═══ Texto del ensayo
Los hijos de Pierre Menard

Leandro Forti, Sobre el Margen
 Prins, de César Aira, contiene los planteos básicos de cualquier escritor que reflexiona sobre el oficio. ¿Cómo se puede pensar esta obra dentro de la poética de Aira, que tanto difiere con la de Ricardo Piglia? ¿En qué punto pueden llegar a tocarse dos escritores argentinos tan distintos, que eligieron posturas antagónicas? Este ensayo persigue desvíos para vislumbrar una respuesta. 


 Manual de procedimiento

 Prins contiene los planteos básicos de un escritor: cómo obtener el dinero indispensable para vivir (el trabajo, el salario), sobre qué escribir (los temas, la experiencia), para qué escribir (las ambiciones, las metas), desde dónde escribir (el antagonismo, la tradición), cuál es el género que se corresponde con las habilidades o disposiciones frente al mundo (el relato, el poema, el ensayo), cómo forjar un estilo basado en las propias limitaciones y cuándo es el momento propicio para dejar de escribir. Las respuestas son al modo Aira sobre un escritor de novelas góticas, que abandona el oficio literario.

 El relato del protagonista es la confesión de un opiómano: un escritor memorioso narra sus condiciones de producción, sus conflictos existenciales, sus ilusiones juveniles, sus relaciones por conveniencia. Avanzada la trama, sabemos que, incapaz de componer novelas convencionales, ha aplicado la técnica que Pierre Menard rechazó en favor de la ardua práctica de la escritura secreta: la reproducción por medio de la copia. El autor gótico empleó amanuenses para reproducir las obras clásicas de un género popular que fue moda en un tiempo pretérito. De esa manera, usufructúa, junto con la editorial, los intereses de las novelas que fueron escritas por primera vez hace doscientos años... 

 La creación de personajes, acciones y argumentos requieren talento, oficio y paciencia. Tiempo. El protagonista de Prins, carente de aquellas virtudes, encuentra la alternativa convirtiéndose en un escritor vanguardista, “de los que pueden poner todas las torpezas y contrasentidos bajo el manto generoso de la originalidad o la transgresión”. El procedimiento es la aplicación anacrónica del método de escritura, que se ubica en el tiempo previo a la publicación de novelas góticas, antes de que se haya legitimado la noción moderna de autor. Aira le agrega la imagen social del escritor como soporte biográfico de las obras. (Reproducirlas es un modo de no hacerlas.) El autor reactiva el estatus del género. Esta paradoja lo convierte en un escritor millonario… Un hombre que vive en una mansión oscura, como si el edificio que habita fuera una embajada del tiempo. 

 Este no es un procedimiento de lectura estratégica, sino la actualización directa de una forma convencional. Foucault: lo nuevo no está en lo que se dice, sino en el acontecimiento de su retorno. O en palabras de una histórica conductora de televisión: el público se renueva. En definitiva, el plagio es un método para rescatar una tradición. Pero ese movimiento de ruptura ubica al autor en una encrucijada, le impone una meta estricta que supera su voluntad de escribir. “Tendría que esperar otros doscientos años para volver a ordeñar a esa vaca lechera. El catálogo se había agotado. Mis ganas, con una puntualidad digna de mejor causa, también”, comenta el escritor del memorial, cuando ya sabemos que nunca escribió.
══════
— Consigna —
Responde según el ensayo sobre Prins:
(a) ¿Qué técnica, rechazada por Pierre Menard, aplicó el protagonista?
(b) ¿A quiénes empleó el autor gótico para reproducir las obras clásicas?
(c) ¿Cuánto tiempo tendría que esperar el escritor para "volver a ordeñar a esa vaca lechera"?
═══ Datos dados
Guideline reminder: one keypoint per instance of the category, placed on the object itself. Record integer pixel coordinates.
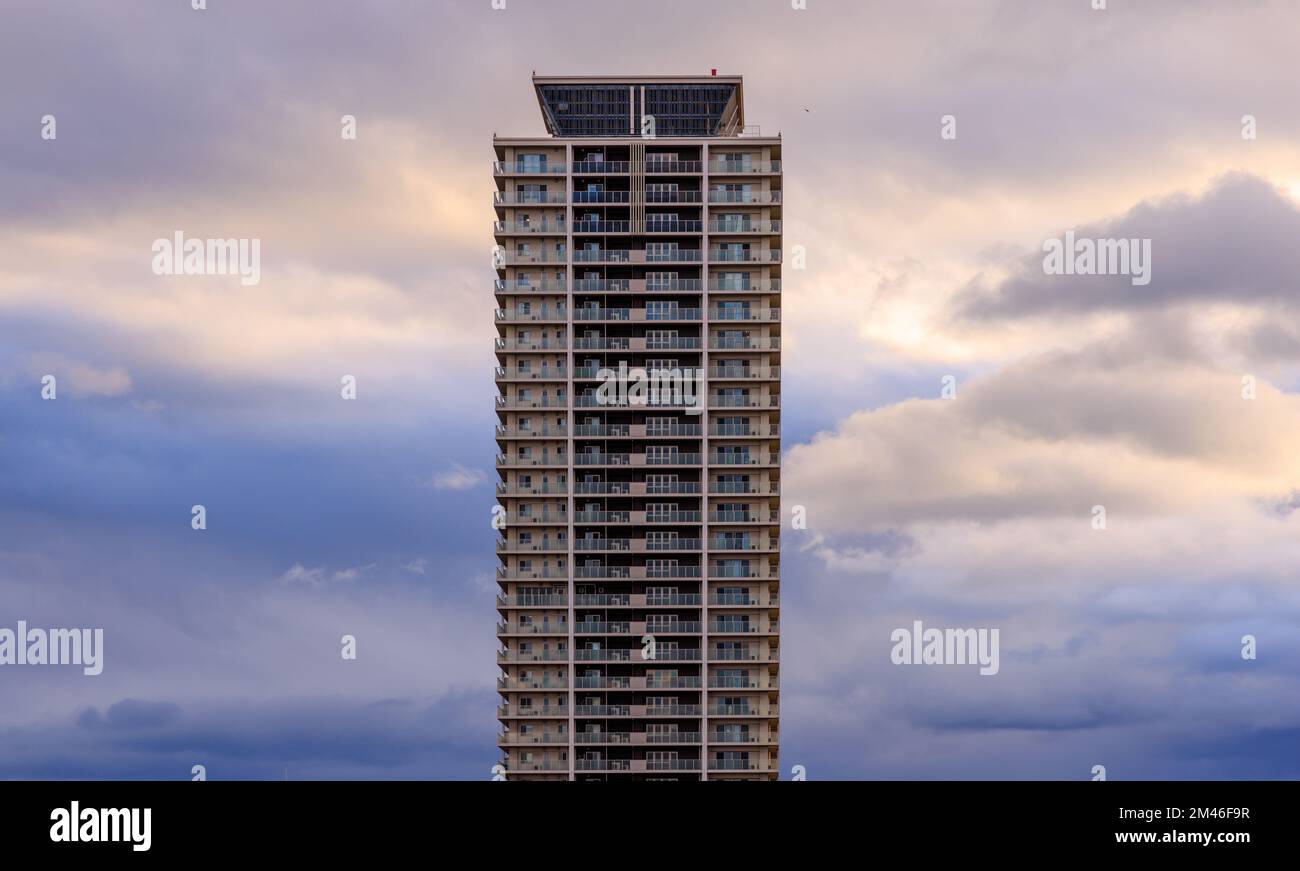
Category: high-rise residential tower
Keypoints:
(638, 285)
══════
— Resultado final —
(a) La reproducción por medio de la copia.
(b) A amanuenses.
(c) Otros doscientos años.